Records drawn from a dataset
■ ■ ■

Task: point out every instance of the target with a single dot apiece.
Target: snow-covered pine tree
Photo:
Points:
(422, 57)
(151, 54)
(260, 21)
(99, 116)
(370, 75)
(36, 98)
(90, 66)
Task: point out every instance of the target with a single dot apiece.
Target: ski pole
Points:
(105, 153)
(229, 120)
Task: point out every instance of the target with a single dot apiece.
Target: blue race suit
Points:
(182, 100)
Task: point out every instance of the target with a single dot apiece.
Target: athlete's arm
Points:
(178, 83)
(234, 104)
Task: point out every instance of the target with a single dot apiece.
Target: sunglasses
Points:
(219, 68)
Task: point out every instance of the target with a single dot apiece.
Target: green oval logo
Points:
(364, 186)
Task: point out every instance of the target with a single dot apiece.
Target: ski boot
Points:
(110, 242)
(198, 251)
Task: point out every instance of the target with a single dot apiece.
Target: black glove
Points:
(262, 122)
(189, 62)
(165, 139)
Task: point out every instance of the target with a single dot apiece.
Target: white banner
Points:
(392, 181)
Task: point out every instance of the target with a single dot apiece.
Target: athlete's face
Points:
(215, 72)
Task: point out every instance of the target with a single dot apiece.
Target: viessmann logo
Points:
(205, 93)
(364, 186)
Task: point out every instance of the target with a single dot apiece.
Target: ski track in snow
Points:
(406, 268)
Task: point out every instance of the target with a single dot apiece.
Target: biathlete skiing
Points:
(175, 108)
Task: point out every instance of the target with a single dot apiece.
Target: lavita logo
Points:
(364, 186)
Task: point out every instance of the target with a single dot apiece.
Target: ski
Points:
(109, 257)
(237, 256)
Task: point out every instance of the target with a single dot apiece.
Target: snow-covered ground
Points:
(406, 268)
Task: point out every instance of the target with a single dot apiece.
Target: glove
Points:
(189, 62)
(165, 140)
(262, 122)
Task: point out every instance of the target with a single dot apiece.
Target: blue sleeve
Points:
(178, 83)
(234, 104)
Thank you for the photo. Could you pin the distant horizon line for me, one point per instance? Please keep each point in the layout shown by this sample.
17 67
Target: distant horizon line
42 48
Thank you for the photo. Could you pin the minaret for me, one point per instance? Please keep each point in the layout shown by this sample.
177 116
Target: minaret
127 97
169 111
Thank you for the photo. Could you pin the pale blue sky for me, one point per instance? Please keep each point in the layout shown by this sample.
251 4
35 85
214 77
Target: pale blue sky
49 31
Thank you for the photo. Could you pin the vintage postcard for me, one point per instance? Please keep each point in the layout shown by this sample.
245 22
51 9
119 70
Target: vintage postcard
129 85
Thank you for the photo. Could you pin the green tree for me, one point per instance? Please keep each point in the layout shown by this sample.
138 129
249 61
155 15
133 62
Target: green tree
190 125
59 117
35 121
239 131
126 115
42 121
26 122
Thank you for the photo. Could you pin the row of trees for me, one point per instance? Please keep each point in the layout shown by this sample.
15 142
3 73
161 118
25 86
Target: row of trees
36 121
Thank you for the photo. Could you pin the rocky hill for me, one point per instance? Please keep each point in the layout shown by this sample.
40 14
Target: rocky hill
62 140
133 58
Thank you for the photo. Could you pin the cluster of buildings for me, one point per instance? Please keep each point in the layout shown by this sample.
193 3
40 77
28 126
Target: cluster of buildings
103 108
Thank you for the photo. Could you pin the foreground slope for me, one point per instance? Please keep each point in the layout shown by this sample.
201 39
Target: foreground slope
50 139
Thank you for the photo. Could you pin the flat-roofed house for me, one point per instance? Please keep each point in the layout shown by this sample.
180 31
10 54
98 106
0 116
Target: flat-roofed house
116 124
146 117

■ ■ ■

**The task**:
Line count for the string "covered": tally the lines of the records above that contain it and give only the result.

**Solution to the exercise**:
2